Collected data:
-- begin --

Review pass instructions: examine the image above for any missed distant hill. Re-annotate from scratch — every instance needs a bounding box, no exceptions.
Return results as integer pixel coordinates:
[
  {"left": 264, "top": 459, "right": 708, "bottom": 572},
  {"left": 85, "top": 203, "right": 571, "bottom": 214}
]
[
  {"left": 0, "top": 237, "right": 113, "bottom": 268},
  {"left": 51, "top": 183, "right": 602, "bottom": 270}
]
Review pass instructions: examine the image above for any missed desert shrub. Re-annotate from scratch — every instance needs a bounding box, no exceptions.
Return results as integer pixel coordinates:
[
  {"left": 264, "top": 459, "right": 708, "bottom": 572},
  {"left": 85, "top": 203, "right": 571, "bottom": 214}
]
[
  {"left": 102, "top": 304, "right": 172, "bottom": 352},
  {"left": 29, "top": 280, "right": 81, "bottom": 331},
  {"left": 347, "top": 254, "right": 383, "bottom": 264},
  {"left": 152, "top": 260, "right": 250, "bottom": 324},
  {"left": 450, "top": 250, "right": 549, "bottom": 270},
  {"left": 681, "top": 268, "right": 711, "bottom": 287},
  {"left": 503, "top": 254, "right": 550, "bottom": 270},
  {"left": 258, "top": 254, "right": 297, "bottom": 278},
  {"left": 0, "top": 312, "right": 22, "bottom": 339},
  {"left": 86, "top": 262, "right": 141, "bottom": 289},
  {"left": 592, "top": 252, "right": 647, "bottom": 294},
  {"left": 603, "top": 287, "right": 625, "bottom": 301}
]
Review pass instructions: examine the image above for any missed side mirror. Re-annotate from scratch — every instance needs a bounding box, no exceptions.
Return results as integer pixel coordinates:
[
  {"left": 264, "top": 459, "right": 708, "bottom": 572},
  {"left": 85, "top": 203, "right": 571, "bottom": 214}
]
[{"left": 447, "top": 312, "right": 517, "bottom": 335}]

-- end --

▶ [Job]
Convert each line of the rows above into a JSON list of strings, one string per line, leaving out any blank lines.

▶ [Solution below]
[
  "Review pass instructions: examine the image above for any missed distant hill. Re-annotate from scratch — every instance needs a bounding box, no exceptions.",
  "Return results as integer pixel coordinates:",
  "[",
  "  {\"left\": 264, \"top\": 459, \"right\": 708, \"bottom\": 572},",
  "  {\"left\": 85, \"top\": 203, \"right\": 571, \"bottom\": 214}",
  "]",
  "[",
  "  {\"left\": 0, \"top\": 237, \"right\": 113, \"bottom\": 268},",
  "  {\"left\": 51, \"top\": 183, \"right\": 602, \"bottom\": 270}",
  "]",
  "Review pass instructions: examine the image above for any missed desert shrub. Re-annotate from scratch — every instance needs a bounding box, no exceptions.",
  "Return results as integer pixel coordinates:",
  "[",
  "  {\"left\": 264, \"top\": 459, \"right\": 708, \"bottom\": 572},",
  "  {\"left\": 85, \"top\": 203, \"right\": 571, \"bottom\": 214}",
  "]",
  "[",
  "  {\"left\": 102, \"top\": 304, \"right\": 172, \"bottom\": 352},",
  "  {\"left\": 29, \"top\": 280, \"right\": 81, \"bottom\": 331},",
  "  {\"left\": 347, \"top\": 254, \"right\": 383, \"bottom\": 264},",
  "  {\"left\": 152, \"top\": 260, \"right\": 250, \"bottom\": 324},",
  "  {\"left\": 450, \"top\": 250, \"right\": 549, \"bottom\": 270},",
  "  {\"left\": 681, \"top\": 268, \"right\": 711, \"bottom\": 287},",
  "  {\"left\": 503, \"top\": 254, \"right\": 550, \"bottom\": 270},",
  "  {\"left\": 258, \"top\": 254, \"right\": 297, \"bottom\": 278},",
  "  {\"left\": 0, \"top\": 312, \"right\": 22, \"bottom\": 339},",
  "  {\"left\": 86, \"top\": 262, \"right\": 141, \"bottom\": 289},",
  "  {\"left\": 592, \"top\": 252, \"right\": 647, \"bottom\": 294},",
  "  {\"left\": 603, \"top\": 287, \"right\": 625, \"bottom\": 301}",
  "]",
  "Review pass instructions: examine the image above for any missed side mirror. Re-annotate from scratch — every instance needs a bounding box, no exceptions.",
  "Return results as integer pixel coordinates:",
  "[",
  "  {\"left\": 264, \"top\": 459, \"right\": 708, \"bottom\": 572},",
  "  {\"left\": 85, \"top\": 203, \"right\": 571, \"bottom\": 214}",
  "]",
  "[{\"left\": 447, \"top\": 312, \"right\": 517, \"bottom\": 335}]"
]